- The exercise
Please write out exactly the lines that begin at the line containing "Would you be able to mark the young" and run to the end of the records.

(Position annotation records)
•••••

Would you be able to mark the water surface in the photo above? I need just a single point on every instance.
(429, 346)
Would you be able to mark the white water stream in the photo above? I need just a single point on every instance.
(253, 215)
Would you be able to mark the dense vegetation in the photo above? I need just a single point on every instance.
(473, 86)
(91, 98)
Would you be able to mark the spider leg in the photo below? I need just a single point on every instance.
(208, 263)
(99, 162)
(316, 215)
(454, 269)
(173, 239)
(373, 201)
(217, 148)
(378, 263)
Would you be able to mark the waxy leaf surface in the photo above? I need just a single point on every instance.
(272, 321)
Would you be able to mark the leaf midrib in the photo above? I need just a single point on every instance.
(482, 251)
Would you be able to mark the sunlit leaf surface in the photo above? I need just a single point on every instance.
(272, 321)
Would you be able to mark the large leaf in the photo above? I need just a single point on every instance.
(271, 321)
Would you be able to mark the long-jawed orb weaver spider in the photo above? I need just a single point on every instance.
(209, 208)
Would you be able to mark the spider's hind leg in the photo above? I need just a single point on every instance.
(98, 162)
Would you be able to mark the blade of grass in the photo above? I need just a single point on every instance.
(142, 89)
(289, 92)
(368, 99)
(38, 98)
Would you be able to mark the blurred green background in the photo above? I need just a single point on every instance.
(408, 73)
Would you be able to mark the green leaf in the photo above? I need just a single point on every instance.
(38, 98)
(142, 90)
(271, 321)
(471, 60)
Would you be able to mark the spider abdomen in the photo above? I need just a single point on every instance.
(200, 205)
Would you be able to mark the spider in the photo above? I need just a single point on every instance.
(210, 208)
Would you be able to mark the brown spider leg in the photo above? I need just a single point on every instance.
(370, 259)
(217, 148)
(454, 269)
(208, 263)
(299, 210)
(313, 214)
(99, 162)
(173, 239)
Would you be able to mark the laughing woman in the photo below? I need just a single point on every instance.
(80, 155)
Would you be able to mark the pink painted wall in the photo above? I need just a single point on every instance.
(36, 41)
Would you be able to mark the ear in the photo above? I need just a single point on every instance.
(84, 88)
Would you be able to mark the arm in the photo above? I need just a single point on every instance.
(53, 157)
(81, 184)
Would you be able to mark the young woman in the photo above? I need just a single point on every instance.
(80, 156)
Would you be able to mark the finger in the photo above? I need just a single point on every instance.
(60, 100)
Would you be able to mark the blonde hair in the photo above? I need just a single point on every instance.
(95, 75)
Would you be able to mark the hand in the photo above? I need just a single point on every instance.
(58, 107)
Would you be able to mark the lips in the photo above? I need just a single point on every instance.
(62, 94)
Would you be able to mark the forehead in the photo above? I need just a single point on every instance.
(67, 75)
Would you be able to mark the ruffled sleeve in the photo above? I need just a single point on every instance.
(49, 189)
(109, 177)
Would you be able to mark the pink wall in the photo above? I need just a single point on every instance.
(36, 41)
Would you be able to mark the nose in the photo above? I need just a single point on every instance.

•••••

- Full answer
Would you be able to mark the young woman in the photo above? I need just a single point on every instance.
(80, 156)
Would you be able to mark the finger in the photo above? I need just a single point on every instance.
(60, 100)
Would you be able to mark the blonde hair in the photo above? I need just a single point on every instance.
(95, 75)
Would you be able to mark the hand in the photo above? I need just a single point on every instance.
(58, 107)
Would you be able to mark the lips in the photo above? I need just a single point on every instance.
(62, 94)
Would you be able to mark the forehead in the photo above? I need just a single point on every instance.
(67, 75)
Would you be able to mark the ruffled sleeve in the photo above? I need just a single point on every instance.
(49, 189)
(109, 177)
Would you be able to mark the pink wall in the photo above? I need just a single point on every instance.
(36, 41)
Would you be able to mark the nose in the photo above? I need just a single point on every instance.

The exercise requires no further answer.